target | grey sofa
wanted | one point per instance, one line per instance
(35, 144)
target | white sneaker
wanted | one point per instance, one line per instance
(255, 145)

DIRECTION =>
Rewrite every row above, changing each "instance" to "object" and keeping all other text the same.

EXERCISE ANSWER =>
target | grey sofa
wanted | one point per object, one line per object
(35, 144)
target | white sneaker
wanted | one point per object, one line per object
(255, 145)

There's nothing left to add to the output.